### Given request
Format every line of the records below as a numbered list, leaving out the blank lines.

Stored data

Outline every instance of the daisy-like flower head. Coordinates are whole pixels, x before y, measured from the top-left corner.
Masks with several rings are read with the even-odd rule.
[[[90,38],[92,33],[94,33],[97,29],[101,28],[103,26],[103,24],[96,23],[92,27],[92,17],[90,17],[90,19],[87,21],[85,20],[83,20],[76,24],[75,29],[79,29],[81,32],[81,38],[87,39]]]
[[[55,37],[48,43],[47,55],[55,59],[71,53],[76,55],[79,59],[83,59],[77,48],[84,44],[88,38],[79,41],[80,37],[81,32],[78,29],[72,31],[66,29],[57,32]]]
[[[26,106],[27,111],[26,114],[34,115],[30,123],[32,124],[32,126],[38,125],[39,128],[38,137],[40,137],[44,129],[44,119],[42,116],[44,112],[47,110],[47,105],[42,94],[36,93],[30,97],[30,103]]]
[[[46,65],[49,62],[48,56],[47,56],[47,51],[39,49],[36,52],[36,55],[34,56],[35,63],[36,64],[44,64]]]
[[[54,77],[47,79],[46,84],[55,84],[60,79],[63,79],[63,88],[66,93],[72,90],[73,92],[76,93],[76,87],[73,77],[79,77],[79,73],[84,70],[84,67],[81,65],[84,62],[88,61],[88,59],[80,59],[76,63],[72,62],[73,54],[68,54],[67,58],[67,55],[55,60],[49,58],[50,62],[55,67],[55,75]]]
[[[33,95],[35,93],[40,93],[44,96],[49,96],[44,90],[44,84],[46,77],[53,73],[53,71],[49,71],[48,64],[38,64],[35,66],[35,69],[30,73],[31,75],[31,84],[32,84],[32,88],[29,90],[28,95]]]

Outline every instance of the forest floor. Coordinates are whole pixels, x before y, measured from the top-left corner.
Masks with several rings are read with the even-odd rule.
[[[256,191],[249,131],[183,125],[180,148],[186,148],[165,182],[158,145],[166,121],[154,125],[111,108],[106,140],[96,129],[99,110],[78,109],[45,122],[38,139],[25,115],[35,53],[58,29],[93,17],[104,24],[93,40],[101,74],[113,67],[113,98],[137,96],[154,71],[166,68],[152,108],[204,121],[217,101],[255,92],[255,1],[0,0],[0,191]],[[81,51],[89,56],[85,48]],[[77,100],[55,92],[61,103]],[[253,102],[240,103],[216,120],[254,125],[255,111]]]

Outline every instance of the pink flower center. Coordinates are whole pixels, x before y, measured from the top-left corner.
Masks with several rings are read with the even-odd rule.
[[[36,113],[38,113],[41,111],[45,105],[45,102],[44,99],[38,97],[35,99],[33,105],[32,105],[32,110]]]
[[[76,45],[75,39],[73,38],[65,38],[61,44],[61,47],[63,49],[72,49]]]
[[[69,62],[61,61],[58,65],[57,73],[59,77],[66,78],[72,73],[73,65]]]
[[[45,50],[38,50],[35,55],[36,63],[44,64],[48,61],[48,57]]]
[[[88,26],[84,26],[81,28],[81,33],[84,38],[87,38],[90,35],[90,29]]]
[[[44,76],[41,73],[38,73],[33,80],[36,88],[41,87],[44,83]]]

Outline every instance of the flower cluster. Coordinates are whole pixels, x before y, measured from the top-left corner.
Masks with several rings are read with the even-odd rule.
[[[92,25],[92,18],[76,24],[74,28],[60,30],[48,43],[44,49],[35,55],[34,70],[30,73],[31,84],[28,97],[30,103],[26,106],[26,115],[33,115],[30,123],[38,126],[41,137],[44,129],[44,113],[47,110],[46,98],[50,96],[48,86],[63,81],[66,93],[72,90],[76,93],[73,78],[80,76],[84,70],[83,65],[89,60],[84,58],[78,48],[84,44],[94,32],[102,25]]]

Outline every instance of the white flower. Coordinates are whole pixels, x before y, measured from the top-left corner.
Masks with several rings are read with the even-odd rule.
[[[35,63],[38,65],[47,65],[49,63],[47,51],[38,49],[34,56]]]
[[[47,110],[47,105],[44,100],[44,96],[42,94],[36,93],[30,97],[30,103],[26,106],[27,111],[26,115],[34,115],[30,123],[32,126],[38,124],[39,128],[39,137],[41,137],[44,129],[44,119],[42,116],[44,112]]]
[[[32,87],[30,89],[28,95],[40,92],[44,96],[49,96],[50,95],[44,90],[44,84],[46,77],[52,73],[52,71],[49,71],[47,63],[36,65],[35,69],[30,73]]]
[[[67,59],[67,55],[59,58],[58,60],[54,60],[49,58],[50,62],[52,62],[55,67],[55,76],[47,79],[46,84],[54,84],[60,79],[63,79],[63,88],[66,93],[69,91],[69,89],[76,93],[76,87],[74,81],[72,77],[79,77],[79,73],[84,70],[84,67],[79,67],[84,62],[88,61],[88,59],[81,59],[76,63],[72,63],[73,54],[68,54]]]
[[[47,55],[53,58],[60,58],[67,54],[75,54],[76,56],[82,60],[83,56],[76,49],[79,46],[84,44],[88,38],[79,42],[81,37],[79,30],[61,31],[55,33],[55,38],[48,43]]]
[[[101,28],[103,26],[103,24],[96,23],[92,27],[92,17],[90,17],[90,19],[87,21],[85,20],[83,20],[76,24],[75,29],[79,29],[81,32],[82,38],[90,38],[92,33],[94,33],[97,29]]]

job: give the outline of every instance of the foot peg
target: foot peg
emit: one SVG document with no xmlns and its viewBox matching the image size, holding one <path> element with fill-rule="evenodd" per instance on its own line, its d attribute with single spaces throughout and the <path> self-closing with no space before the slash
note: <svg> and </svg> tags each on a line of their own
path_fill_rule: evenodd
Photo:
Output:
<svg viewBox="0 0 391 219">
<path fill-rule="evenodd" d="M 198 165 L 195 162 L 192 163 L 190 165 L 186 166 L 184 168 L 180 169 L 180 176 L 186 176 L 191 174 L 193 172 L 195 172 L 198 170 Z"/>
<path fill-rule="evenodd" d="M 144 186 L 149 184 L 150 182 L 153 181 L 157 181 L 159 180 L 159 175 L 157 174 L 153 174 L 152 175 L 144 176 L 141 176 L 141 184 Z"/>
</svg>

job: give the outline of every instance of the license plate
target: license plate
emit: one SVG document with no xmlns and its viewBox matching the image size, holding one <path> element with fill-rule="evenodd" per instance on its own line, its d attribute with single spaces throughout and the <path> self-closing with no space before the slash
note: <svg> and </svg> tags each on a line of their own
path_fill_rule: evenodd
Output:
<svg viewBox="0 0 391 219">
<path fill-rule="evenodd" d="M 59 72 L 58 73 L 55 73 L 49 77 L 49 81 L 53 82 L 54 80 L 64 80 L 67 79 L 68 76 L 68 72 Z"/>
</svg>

### Response to this task
1. Outline every instance of the daisy-like flower head. Coordinates are whole pixels, x before y, measured from the top-left corner.
2. Masks with several rings are read with the even-odd rule.
3. [[[90,38],[92,33],[94,33],[97,29],[101,28],[103,26],[103,24],[96,23],[92,27],[92,17],[90,17],[90,19],[87,21],[85,20],[83,20],[76,24],[75,29],[79,29],[81,32],[81,38],[87,39]]]
4. [[[55,37],[48,43],[47,55],[55,59],[71,53],[76,55],[79,59],[83,59],[77,48],[84,44],[88,38],[79,41],[80,37],[81,32],[78,29],[72,31],[66,29],[57,32]]]
5. [[[26,106],[27,111],[26,114],[34,115],[30,123],[32,124],[32,126],[38,125],[39,128],[38,137],[40,137],[44,129],[44,119],[42,116],[44,112],[47,110],[47,105],[42,94],[36,93],[30,97],[30,103]]]
6. [[[46,65],[49,62],[48,56],[47,56],[47,51],[39,49],[36,52],[36,55],[34,56],[35,63],[36,64],[44,64]]]
7. [[[54,77],[47,79],[46,84],[55,84],[60,79],[63,79],[63,88],[66,93],[72,90],[73,92],[76,93],[76,87],[73,77],[79,77],[79,73],[84,70],[84,67],[81,65],[84,62],[88,61],[88,59],[80,59],[76,63],[72,62],[73,54],[68,54],[67,58],[67,55],[55,60],[49,58],[50,62],[55,67],[55,75]]]
8. [[[33,95],[35,93],[40,93],[44,96],[49,96],[44,90],[44,84],[46,77],[53,73],[53,71],[49,71],[48,64],[38,64],[35,66],[35,69],[30,73],[31,75],[31,84],[32,84],[32,88],[29,90],[28,95]]]
9. Outline every instance of the forest floor. Coordinates are whole pixels, x before y, measured from the top-left corner.
10. Masks with several rings are read with the even-odd rule.
11. [[[256,191],[249,131],[183,125],[180,148],[186,148],[165,182],[158,145],[166,121],[154,125],[111,108],[106,140],[96,129],[99,110],[78,109],[45,122],[38,139],[25,115],[35,53],[58,29],[93,17],[104,24],[93,40],[101,74],[113,67],[113,98],[137,96],[154,71],[166,68],[152,108],[204,121],[217,101],[255,92],[255,1],[0,0],[0,191]],[[81,51],[89,56],[85,48]],[[77,100],[55,92],[61,103]],[[253,102],[240,103],[216,120],[254,125],[255,111]]]
12. Outline every instance of the pink flower center. Coordinates are whole pixels, x before y, measured from the top-left corner.
13. Masks with several rings are read with the even-odd rule.
14. [[[36,113],[38,113],[41,111],[45,105],[45,102],[44,99],[38,97],[35,99],[33,105],[32,105],[32,110]]]
15. [[[76,45],[75,39],[73,38],[65,38],[61,44],[61,47],[63,49],[72,49]]]
16. [[[69,62],[61,61],[58,65],[57,73],[59,77],[66,78],[72,73],[73,65]]]
17. [[[45,50],[38,50],[35,55],[36,63],[44,64],[48,61],[48,57]]]
18. [[[88,26],[84,26],[81,28],[81,33],[84,38],[87,38],[90,35],[90,29]]]
19. [[[44,76],[41,73],[38,73],[33,80],[36,88],[41,87],[44,83]]]
20. Outline every instance of the flower cluster. Coordinates are whole pixels, x before y, measured from the top-left corner.
21. Masks with several rings are read with the even-odd rule.
22. [[[92,25],[92,18],[76,24],[74,28],[60,30],[48,43],[44,49],[35,55],[34,70],[30,73],[31,84],[28,97],[30,103],[26,106],[26,115],[33,115],[30,123],[38,126],[41,137],[44,129],[44,113],[47,110],[46,98],[50,96],[48,86],[63,81],[66,93],[72,90],[76,93],[73,78],[80,76],[84,70],[83,65],[89,60],[84,58],[78,48],[84,44],[94,32],[102,25]]]
23. Outline every instance of the white flower. Coordinates are whole pixels, x before y, measured from the top-left corner.
24. Masks with several rings are read with the even-odd rule.
25. [[[35,63],[38,65],[47,65],[49,63],[47,51],[38,49],[34,56]]]
26. [[[47,110],[47,105],[44,100],[44,96],[42,94],[36,93],[30,97],[30,103],[26,106],[27,111],[26,115],[34,115],[30,123],[32,126],[38,124],[39,128],[39,137],[41,137],[44,129],[44,119],[42,116],[44,112]]]
27. [[[32,87],[30,89],[28,95],[40,92],[44,96],[49,96],[50,95],[44,90],[44,84],[46,77],[52,73],[52,71],[49,71],[47,63],[36,65],[35,69],[30,73]]]
28. [[[67,59],[67,55],[59,58],[58,60],[54,60],[49,58],[50,62],[52,62],[55,67],[55,76],[47,79],[46,84],[54,84],[60,79],[63,79],[63,88],[66,93],[69,91],[69,89],[76,93],[76,87],[74,81],[72,77],[79,77],[79,73],[84,70],[84,67],[79,67],[84,62],[88,61],[88,59],[81,59],[76,63],[72,63],[73,54],[68,54]]]
29. [[[47,55],[53,58],[60,58],[67,54],[75,54],[76,56],[82,60],[83,56],[76,49],[79,46],[84,44],[88,38],[79,42],[81,37],[79,30],[61,31],[55,33],[55,38],[48,43]]]
30. [[[101,28],[103,26],[103,24],[96,23],[92,27],[92,17],[90,17],[90,19],[87,21],[85,20],[83,20],[76,24],[75,29],[79,29],[81,32],[82,38],[90,38],[92,33],[94,33],[97,29]]]
31. job: give the outline of every instance of the foot peg
32. target: foot peg
33. emit: one SVG document with no xmlns and its viewBox matching the image size, holding one <path> element with fill-rule="evenodd" per instance on its own line, its d attribute with single spaces throughout and the <path> self-closing with no space before the slash
34. note: <svg> and </svg> tags each on a line of their own
35. path_fill_rule: evenodd
36. Photo:
37. Output:
38. <svg viewBox="0 0 391 219">
39. <path fill-rule="evenodd" d="M 198 165 L 195 162 L 192 163 L 190 165 L 186 166 L 184 168 L 180 169 L 180 176 L 186 176 L 191 174 L 193 172 L 195 172 L 198 170 Z"/>
40. <path fill-rule="evenodd" d="M 144 186 L 149 184 L 150 182 L 153 181 L 157 181 L 159 180 L 159 175 L 157 174 L 153 174 L 152 175 L 144 176 L 141 176 L 141 184 Z"/>
41. </svg>
42. job: give the outline of every instance of the license plate
43. target: license plate
44. emit: one SVG document with no xmlns and its viewBox matching the image size, holding one <path> element with fill-rule="evenodd" per instance on its own line, its d attribute with single spaces throughout and the <path> self-closing with no space before the slash
45. note: <svg> and </svg> tags each on a line of their own
46. path_fill_rule: evenodd
47. Output:
48. <svg viewBox="0 0 391 219">
49. <path fill-rule="evenodd" d="M 59 72 L 58 73 L 55 73 L 49 77 L 49 81 L 53 82 L 54 80 L 64 80 L 67 79 L 68 76 L 68 72 Z"/>
50. </svg>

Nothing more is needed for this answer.